**The request**
Extract each line of the items that contains the word "target".

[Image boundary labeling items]
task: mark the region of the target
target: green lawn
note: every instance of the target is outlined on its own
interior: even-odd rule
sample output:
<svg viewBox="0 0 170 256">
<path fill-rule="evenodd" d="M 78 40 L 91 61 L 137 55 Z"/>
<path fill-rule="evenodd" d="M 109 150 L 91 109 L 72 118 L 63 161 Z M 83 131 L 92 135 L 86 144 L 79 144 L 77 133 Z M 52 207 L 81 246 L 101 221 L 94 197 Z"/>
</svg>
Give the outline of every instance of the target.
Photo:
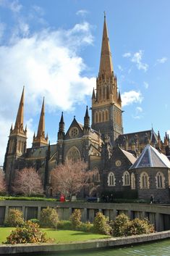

**Expected answer**
task: mark the region of the target
target: green lawn
note: every instance of the target is outlined on its own
Give the outline of every instance of the target.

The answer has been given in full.